Start

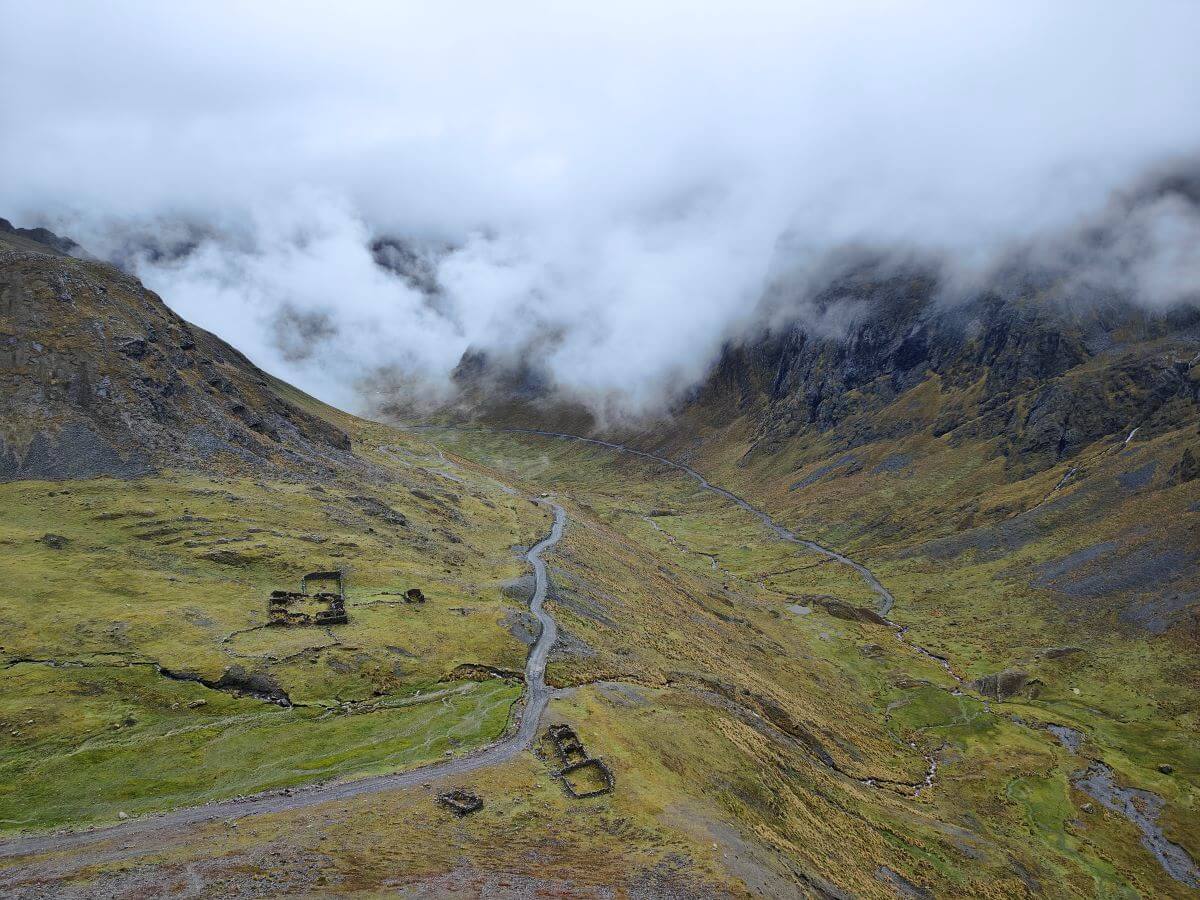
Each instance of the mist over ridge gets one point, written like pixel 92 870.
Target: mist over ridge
pixel 624 190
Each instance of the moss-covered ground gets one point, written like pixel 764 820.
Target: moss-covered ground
pixel 761 745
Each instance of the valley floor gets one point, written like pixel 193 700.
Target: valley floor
pixel 768 732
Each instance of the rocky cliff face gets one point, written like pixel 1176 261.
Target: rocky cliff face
pixel 97 377
pixel 1033 378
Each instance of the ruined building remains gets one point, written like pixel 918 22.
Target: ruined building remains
pixel 323 607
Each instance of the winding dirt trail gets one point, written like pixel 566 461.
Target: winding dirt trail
pixel 535 699
pixel 886 600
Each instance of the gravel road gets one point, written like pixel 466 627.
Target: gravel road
pixel 535 699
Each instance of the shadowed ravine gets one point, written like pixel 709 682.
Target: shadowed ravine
pixel 535 699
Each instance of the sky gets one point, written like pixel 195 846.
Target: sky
pixel 607 187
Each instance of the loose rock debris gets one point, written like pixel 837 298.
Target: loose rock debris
pixel 581 774
pixel 325 607
pixel 461 802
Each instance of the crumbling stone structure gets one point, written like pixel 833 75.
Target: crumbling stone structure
pixel 327 607
pixel 461 802
pixel 581 774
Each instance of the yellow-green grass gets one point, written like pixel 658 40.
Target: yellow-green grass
pixel 167 577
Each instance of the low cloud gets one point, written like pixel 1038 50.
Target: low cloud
pixel 357 201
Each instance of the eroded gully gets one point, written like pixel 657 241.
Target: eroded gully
pixel 1141 808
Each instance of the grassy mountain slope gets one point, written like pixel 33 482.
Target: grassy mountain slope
pixel 767 736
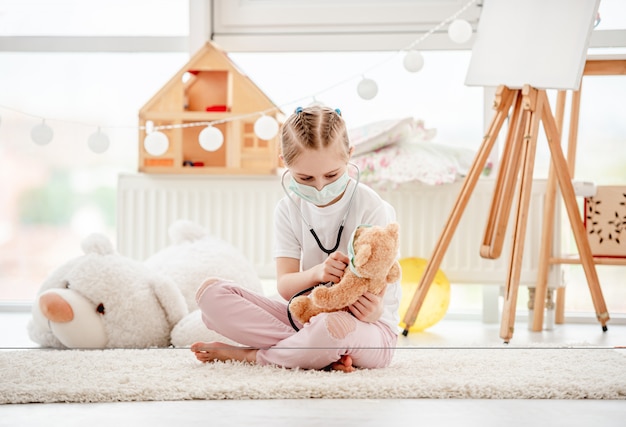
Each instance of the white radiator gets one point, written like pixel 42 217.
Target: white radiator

End

▶ _What you have to do_
Every record must be copied exactly, with images dropped from the result.

▶ _Reply to the task_
Each instance of the mist over ridge gets one point, written like pixel 92 870.
Target: mist over ridge
pixel 624 190
Each instance of the moss-covered ground gets one point, written like pixel 764 820.
Target: moss-covered ground
pixel 761 745
Each instance of the valley floor gets one point, written like pixel 193 700.
Target: valley floor
pixel 768 732
Each instance of the rocky cliff face gets one point, written like pixel 1176 261.
Target: rocky cliff face
pixel 97 377
pixel 1033 378
Each instance of the ruined building remains gets one point, written like pixel 918 22.
Target: ruined building remains
pixel 323 607
Each instance of the winding dirt trail gets one point, written like pixel 566 461.
Target: winding dirt trail
pixel 535 699
pixel 886 600
Each instance of the gravel road gets one point, written like pixel 466 627.
Target: gravel road
pixel 535 699
Each instance of the shadowed ravine gets one point, written like pixel 709 682.
Target: shadowed ravine
pixel 535 699
Each instance of the sky gets one point, written like pixel 195 846.
Target: sky
pixel 607 187
Each instance of the loose rock debris gets one point, written like pixel 837 298.
Target: loose rock debris
pixel 581 774
pixel 325 607
pixel 461 802
Each instance of the crumbling stone structure gets one point, written like pixel 833 75.
Target: crumbling stone structure
pixel 327 607
pixel 461 802
pixel 581 774
Each instance of the yellow-green grass gets one point, written like pixel 658 40.
Target: yellow-green grass
pixel 167 577
Each instance of the low cloud gets one point, written like pixel 1038 50.
Target: low cloud
pixel 357 201
Each instance of the eroded gully gets one point, written like pixel 657 241.
Target: eroded gully
pixel 1141 808
Each instance of the grassy mountain slope gets one point, written like pixel 33 482.
Target: grassy mountain slope
pixel 767 736
Each instance of the white radiator gets one point, written like pixel 42 217.
Target: white radiator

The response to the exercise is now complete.